> [TASK 1] In the entries, from the line containing "Target: illuminated clock dial" through the line containing "Target: wooden beam", inclusive, replace "Target" with "Object". Reproduce only those lines, leaving everything else unchanged.

> [QUOTED PASSAGE]

....

Halcyon Communications Limited Partnership, an Oklahoma
limited partnership (the "Partnership"), was formed under the Oklahoma Revised
Limited Partnership Act pursuant to a Limited Partnership Agreement dated as of
January 1, 1994 (the "Original Agreement") among Halcyon Communications, Inc.,
an Oklahoma corporation ("HCI"), TCI Cablevision of Nevada, Inc., a Nevada
corporation ("TCINV"), TCI Cablevision of Utah, Inc., a Utah corporation
("TCIU"), TEMPO Cable, Inc., an Oklahoma corporation ("Tempo"), American
Televenture of Minersville, Inc., a Colorado corporation ("ATM"), and pursuant
to a Certificate of Limited Partnership filed with the Oklahoma Secretary of
State on January 6, 1994. The Original Agreement was thereafter amended and
restated by an Amended and Restated Limited Partnership Agreement dated as of
June 22, 1994 (the "Restated Partnership Agreement"), among the parties to the
Original Agreement.
The undersigned parties desire to (i) consent to the
assignment to Xxxxxx Communications Associates, L.L.C., a Colorado limited
liability company, ("FCA") by each of TCINV, TCIU and Tempo of one-third of
their respective limited partnership interests in the Partnership, (ii) consent
to the assignment by ATM to FCA of one-third of ATM's general partnership
interest in the Partnership and the conversion of such assigned interest into a
limited partnership interest, (iii) consent to the grant to FCA by TCINV, TCIU,
Tempo and ATM of options to acquire the entire balances of their respective
partnership interests in the Partnership and any future exercise of such
options and (iv) consent to the admission of FCA to the Partnership as a
limited partner. The undersigned parties also desire to amend the Restated
Partnership Agreement in certain respects.

....

> [RECORDS TO USE]
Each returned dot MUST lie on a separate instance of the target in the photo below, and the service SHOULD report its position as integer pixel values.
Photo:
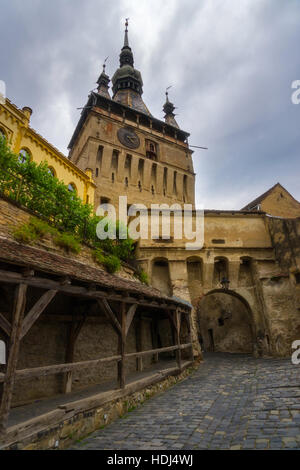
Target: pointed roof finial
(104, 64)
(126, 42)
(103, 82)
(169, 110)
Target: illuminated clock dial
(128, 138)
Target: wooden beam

....

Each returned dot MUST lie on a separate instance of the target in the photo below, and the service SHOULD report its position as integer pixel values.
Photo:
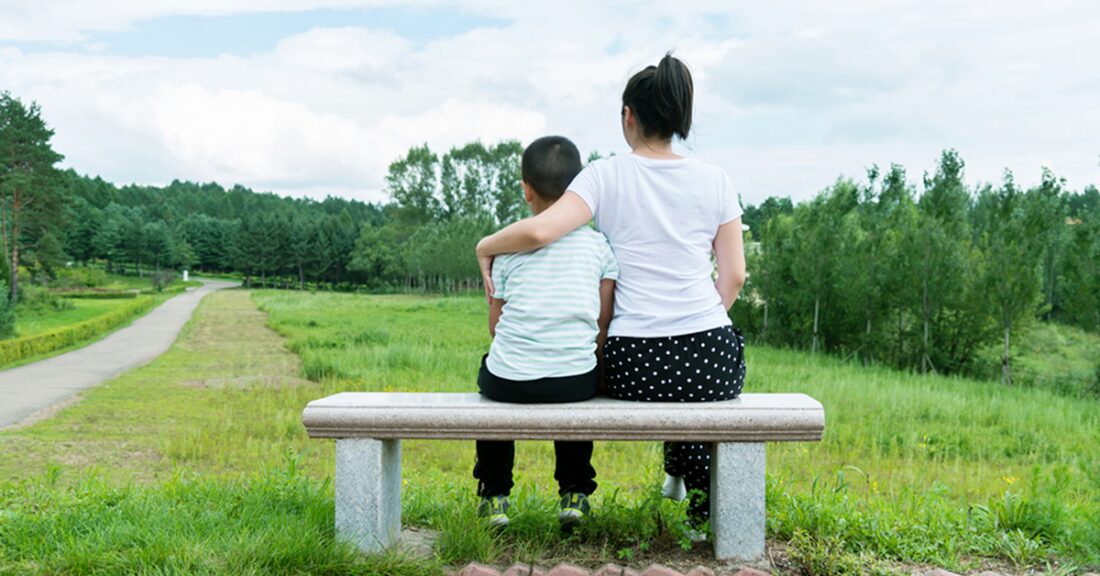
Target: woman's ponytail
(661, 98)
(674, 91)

....

> [TASK 2] List every corporation named in the partnership text, along with the state in which it is incorporated.

> [FULL OUTPUT 1]
Object: illuminated clock dial
(128, 138)
Object: wooden beam

> [FULL OUTPUT 2]
Halcyon Communications, Inc.: Oklahoma
TCI Cablevision of Nevada, Inc.: Nevada
TCI Cablevision of Utah, Inc.: Utah
TEMPO Cable, Inc.: Oklahoma
American Televenture of Minersville, Inc.: Colorado